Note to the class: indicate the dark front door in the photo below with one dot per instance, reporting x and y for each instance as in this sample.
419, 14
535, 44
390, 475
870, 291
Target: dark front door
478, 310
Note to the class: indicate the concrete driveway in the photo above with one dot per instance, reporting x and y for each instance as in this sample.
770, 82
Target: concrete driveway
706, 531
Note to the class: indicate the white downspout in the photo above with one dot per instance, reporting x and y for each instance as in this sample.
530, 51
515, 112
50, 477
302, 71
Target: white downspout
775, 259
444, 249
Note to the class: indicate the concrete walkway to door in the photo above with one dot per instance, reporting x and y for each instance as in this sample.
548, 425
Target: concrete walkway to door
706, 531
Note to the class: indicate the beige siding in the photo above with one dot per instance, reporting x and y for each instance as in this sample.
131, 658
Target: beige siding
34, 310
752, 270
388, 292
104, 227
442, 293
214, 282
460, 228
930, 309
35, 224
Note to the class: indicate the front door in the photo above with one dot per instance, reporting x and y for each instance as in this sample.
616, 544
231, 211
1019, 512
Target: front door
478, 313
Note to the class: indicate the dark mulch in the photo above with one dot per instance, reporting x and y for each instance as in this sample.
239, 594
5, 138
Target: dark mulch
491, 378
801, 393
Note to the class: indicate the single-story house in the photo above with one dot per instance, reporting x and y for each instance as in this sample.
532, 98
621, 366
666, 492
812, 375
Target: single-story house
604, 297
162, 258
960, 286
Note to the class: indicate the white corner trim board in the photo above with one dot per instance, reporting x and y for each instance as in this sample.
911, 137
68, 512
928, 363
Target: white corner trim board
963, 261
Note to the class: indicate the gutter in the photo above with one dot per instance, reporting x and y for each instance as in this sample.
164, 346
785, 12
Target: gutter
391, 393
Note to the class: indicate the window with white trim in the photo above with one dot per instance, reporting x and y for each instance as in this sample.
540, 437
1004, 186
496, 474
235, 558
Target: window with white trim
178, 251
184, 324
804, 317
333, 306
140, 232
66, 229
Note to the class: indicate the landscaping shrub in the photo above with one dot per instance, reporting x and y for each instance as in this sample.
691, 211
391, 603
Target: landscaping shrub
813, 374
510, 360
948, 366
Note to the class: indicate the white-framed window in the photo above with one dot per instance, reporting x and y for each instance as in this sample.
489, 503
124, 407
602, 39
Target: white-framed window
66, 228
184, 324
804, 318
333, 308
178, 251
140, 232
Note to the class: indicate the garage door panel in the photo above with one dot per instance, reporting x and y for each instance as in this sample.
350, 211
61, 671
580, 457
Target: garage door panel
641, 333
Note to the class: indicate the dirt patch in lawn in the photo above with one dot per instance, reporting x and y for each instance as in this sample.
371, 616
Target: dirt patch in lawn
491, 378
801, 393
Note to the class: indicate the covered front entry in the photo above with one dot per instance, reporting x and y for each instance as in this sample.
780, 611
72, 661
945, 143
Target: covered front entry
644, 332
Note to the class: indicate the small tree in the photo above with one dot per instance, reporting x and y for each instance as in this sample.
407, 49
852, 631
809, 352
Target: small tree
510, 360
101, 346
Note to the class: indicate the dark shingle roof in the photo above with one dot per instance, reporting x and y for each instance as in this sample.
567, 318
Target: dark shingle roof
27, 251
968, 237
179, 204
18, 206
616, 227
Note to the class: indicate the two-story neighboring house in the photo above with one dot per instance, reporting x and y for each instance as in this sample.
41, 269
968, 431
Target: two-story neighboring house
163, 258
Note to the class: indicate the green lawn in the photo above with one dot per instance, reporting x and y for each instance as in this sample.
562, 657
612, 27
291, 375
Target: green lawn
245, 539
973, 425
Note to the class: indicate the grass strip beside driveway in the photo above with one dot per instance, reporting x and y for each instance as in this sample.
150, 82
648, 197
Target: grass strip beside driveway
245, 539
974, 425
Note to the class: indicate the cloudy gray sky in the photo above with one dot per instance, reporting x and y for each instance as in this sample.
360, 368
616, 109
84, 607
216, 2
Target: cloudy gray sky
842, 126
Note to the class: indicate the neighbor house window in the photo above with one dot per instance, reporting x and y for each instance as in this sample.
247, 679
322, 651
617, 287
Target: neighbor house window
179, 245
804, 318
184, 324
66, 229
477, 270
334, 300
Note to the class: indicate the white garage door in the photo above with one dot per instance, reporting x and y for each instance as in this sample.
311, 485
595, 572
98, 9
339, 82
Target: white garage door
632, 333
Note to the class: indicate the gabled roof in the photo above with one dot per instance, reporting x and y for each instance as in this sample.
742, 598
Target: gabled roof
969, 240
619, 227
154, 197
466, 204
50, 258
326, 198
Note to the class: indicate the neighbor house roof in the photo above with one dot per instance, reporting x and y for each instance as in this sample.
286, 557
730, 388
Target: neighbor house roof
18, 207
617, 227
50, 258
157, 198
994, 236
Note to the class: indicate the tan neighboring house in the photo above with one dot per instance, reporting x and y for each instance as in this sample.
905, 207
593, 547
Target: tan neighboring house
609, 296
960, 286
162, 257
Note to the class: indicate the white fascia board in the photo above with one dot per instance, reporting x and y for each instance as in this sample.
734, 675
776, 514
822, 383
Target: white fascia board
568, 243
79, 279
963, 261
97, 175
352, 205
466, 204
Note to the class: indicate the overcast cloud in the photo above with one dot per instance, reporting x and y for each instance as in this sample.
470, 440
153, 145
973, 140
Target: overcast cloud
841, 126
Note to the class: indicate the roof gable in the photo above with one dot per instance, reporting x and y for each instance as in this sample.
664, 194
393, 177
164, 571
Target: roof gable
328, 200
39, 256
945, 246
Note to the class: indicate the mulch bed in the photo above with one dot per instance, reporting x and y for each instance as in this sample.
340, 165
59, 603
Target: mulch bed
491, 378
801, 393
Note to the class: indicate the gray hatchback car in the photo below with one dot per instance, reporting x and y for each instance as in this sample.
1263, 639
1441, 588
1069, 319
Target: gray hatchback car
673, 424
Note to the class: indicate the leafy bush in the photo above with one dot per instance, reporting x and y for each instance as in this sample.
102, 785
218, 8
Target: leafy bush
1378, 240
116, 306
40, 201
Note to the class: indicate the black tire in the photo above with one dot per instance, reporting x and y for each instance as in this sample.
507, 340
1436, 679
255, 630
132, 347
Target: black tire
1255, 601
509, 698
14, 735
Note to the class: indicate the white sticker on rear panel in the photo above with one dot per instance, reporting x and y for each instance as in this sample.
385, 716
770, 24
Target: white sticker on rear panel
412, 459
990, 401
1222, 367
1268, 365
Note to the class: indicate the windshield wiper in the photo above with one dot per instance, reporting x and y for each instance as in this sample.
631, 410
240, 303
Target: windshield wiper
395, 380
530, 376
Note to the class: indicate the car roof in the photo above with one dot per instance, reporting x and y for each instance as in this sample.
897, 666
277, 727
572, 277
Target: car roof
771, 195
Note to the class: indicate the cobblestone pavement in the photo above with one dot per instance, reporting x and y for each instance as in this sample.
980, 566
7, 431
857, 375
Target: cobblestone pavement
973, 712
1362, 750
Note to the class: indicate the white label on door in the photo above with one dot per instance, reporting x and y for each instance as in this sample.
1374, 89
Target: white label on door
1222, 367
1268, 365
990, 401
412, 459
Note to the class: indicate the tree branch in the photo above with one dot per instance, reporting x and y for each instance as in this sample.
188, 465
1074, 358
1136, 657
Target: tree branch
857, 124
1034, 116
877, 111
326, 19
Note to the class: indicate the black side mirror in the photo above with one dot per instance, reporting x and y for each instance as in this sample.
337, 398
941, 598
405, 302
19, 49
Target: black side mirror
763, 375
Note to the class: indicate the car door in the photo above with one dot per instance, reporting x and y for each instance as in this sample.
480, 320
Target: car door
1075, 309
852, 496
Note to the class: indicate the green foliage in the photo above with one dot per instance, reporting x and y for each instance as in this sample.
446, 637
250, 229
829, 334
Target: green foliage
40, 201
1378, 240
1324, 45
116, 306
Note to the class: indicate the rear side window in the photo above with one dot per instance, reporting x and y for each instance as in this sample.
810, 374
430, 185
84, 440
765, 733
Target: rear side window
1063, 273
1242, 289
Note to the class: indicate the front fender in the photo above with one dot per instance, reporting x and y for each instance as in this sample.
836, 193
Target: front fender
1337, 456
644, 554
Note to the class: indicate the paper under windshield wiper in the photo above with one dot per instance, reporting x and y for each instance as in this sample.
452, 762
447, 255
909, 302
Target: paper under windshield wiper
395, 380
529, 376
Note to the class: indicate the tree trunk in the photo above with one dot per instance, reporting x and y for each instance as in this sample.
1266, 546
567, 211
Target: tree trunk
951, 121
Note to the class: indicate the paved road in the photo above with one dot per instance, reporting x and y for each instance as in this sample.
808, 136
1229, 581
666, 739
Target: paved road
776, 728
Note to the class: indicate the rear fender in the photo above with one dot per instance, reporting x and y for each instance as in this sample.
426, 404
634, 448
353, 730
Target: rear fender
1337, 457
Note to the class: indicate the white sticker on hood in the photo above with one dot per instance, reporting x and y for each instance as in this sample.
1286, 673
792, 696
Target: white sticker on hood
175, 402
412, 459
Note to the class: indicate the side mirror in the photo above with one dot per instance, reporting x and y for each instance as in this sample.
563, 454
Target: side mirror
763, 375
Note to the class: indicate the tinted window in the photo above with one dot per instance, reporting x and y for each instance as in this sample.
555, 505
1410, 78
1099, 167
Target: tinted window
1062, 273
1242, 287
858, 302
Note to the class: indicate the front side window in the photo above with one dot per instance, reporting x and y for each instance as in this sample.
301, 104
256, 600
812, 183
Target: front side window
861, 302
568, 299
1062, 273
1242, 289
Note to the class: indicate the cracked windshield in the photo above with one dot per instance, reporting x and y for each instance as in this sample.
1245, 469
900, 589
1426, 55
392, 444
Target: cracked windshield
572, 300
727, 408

Set exercise: Write out, word for word, the line containing "Note to the class: indicate the paper" and every line after it to the end of the data above.

Solution to this problem:
Note to the class: indicate the paper under windshield wiper in the photo above with one dot per instance, reporting x and y for each instance as in this sample.
452, 762
447, 255
909, 302
Target: paper under windshield wiper
395, 380
529, 376
Note to the class: indicate the tree trunk in the photo above with one dot per instance, reporting x and y for each instance as in this sample.
1266, 546
567, 211
Target: tree trunk
951, 121
Note to the class: indicate the paved road in the photo above with one dot per instance, reporting x and y for each instance as in this sample.
808, 136
1229, 581
666, 739
Target: paved road
776, 728
Note to the class: indicate the rear fender in the photo above with one dot per instance, reporting x and y for each instance as in this sample.
426, 404
634, 448
353, 730
Target: rear fender
1337, 457
Note to the class: indicate the white sticker on hood in the photo above with one dot per instance, reporting x and y for each instance as in this sample.
1286, 673
792, 696
Target: white sticker on hood
175, 402
412, 459
Note to the class: indicate the side mirror in the photo above with one dot per instance, reporting x and y for each instance as in this sample.
563, 454
Target: side mirror
763, 375
Note to the class: indicate the tinted window in the photo above with one dot per instance, reporting x and y for each instance as in this sample.
555, 505
1410, 78
1099, 167
Target: tinted window
1062, 273
1242, 287
858, 302
Note to the class: indicate the front side window in the photo above with one dot per instance, reporting x and y for each instance as in this sample.
301, 104
256, 600
812, 183
Target: front side window
861, 302
568, 299
1062, 273
1242, 289
Note to the class: indicate the cracked windshield in the photo above with one dot per instance, reporting x and y for each instance as in this sample.
1245, 469
900, 589
1426, 55
392, 444
Target: cracked windshield
572, 300
727, 408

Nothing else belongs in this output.